Metadata-Version: 2.4
Name: ox_proc
Version: 0.1.4
Summary: Launch, monitor, and clean up detached external processes with on-disk status tracking (no broker or worker required).
Project-URL: Homepage, https://github.com/aocks/ox_proc
Author-email: Emin Martinian <emin.martinian@gmail.com>
License-Expression: BSD-2-Clause
Keywords: background,detached,job,status,subprocess
Classifier: Development Status :: 3 - Alpha
Classifier: Intended Audience :: Developers
Classifier: Operating System :: POSIX
Classifier: Programming Language :: Python :: 3
Classifier: Topic :: System :: Monitoring
Requires-Python: >=3.9
Requires-Dist: psutil>=5.9
Provides-Extra: dev
Requires-Dist: pycodestyle; extra == 'dev'
Requires-Dist: pytest; extra == 'dev'
Description-Content-Type: text/markdown

# ox_proc

Launch, monitor, and clean up **detached** external processes with
simple on-disk status tracking — no message broker, no persistent
worker process.

Material provided:
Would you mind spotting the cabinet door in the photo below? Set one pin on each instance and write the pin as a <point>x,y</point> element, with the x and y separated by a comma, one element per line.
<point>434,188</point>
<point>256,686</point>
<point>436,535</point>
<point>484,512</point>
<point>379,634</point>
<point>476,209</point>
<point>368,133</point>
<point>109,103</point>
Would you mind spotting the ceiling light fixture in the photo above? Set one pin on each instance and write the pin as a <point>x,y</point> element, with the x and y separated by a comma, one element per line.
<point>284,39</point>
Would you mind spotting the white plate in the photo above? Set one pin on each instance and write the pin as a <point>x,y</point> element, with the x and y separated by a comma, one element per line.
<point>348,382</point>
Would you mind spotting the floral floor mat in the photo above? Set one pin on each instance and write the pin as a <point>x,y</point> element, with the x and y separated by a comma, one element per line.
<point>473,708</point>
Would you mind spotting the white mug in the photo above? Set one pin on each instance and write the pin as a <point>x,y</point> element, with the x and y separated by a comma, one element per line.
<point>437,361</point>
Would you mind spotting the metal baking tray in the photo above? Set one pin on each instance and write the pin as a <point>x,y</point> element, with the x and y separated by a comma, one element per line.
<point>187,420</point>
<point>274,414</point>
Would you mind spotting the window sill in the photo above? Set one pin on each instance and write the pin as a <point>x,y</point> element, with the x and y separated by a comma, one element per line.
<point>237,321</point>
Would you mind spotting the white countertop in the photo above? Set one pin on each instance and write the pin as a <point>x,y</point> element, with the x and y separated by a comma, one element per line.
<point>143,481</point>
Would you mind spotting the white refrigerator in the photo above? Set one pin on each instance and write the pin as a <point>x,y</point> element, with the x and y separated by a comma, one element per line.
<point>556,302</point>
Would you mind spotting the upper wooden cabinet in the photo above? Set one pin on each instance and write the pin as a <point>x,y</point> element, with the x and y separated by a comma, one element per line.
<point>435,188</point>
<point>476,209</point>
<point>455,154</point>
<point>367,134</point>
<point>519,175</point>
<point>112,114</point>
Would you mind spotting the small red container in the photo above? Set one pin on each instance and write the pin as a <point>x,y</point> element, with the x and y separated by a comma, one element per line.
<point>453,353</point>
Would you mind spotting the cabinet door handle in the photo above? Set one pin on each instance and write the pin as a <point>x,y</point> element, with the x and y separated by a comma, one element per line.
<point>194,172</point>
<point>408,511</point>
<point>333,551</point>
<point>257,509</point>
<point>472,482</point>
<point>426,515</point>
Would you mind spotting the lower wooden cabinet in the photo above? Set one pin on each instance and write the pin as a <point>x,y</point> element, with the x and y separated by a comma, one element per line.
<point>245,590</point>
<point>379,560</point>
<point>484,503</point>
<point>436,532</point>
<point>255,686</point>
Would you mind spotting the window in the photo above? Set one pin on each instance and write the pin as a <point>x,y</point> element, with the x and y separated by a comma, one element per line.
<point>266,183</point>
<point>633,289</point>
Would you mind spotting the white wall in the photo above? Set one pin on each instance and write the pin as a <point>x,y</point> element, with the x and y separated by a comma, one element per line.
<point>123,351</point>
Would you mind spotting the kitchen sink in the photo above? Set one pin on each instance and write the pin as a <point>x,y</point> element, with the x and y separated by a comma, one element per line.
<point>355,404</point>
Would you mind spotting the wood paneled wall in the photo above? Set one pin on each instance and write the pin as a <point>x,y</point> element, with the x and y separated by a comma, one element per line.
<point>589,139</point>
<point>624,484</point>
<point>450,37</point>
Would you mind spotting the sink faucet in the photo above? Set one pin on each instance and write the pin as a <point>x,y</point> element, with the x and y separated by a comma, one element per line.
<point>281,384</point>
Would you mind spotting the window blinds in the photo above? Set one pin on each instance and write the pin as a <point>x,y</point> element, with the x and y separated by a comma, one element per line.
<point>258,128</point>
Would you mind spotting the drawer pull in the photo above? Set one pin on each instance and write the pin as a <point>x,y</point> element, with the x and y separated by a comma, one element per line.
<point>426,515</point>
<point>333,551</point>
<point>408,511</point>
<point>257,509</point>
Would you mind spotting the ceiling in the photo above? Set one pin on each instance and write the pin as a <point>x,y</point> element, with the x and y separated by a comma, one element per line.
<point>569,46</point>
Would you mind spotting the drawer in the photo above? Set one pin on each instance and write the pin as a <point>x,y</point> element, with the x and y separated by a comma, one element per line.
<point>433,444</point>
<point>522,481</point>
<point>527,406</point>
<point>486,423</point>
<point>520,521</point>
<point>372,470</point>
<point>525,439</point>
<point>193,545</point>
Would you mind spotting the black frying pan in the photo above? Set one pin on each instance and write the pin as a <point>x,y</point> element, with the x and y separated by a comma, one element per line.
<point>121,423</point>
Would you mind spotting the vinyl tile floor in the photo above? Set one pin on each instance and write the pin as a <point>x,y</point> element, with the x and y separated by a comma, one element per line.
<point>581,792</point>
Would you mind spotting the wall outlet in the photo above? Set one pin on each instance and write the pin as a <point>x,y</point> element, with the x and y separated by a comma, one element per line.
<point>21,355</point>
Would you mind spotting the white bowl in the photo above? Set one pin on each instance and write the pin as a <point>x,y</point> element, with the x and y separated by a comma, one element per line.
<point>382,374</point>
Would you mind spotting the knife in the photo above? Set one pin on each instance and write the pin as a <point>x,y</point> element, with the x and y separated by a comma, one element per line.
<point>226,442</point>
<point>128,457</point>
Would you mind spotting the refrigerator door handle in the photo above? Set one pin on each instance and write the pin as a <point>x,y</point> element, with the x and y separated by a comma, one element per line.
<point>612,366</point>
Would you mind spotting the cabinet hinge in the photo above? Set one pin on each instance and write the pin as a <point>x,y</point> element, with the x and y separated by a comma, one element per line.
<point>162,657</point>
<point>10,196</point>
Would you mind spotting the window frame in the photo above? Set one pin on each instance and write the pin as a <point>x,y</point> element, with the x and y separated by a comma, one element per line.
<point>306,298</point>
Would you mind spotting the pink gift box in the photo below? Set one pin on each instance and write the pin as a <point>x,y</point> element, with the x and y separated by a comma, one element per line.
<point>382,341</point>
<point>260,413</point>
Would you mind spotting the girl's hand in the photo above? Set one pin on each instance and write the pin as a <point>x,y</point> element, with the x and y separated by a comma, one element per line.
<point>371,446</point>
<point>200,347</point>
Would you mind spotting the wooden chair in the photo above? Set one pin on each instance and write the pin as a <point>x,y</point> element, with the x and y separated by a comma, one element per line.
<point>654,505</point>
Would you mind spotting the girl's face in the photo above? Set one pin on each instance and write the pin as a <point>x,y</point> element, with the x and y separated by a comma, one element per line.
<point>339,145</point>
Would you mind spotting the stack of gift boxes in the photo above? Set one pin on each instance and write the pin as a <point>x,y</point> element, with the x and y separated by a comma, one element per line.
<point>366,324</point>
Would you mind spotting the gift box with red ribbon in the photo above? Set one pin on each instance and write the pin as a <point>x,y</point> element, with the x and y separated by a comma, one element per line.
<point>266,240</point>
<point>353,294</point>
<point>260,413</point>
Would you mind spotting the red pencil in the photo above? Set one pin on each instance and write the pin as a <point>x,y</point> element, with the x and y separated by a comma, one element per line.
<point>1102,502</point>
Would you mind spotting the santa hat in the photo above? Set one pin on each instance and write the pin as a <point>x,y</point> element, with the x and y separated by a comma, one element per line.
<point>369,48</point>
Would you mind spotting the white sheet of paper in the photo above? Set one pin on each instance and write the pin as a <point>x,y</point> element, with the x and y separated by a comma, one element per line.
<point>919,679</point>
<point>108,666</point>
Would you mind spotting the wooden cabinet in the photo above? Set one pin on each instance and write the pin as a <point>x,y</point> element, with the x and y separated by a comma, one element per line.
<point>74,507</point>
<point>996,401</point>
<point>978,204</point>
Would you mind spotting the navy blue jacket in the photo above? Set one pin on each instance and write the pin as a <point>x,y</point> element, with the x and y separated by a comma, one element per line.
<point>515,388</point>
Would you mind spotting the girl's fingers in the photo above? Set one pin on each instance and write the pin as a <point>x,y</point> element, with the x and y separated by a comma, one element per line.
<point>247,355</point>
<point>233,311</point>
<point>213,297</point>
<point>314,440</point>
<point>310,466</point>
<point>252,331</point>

Problem statement:
Return, word for word, the portion of the ox_proc package metadata above that begins with the words containing "Metadata-Version: 2.4" and ends with "or worker required).".

Result for this task:
Metadata-Version: 2.4
Name: ox_proc
Version: 0.1.4
Summary: Launch, monitor, and clean up detached external processes with on-disk status tracking (no broker or worker required).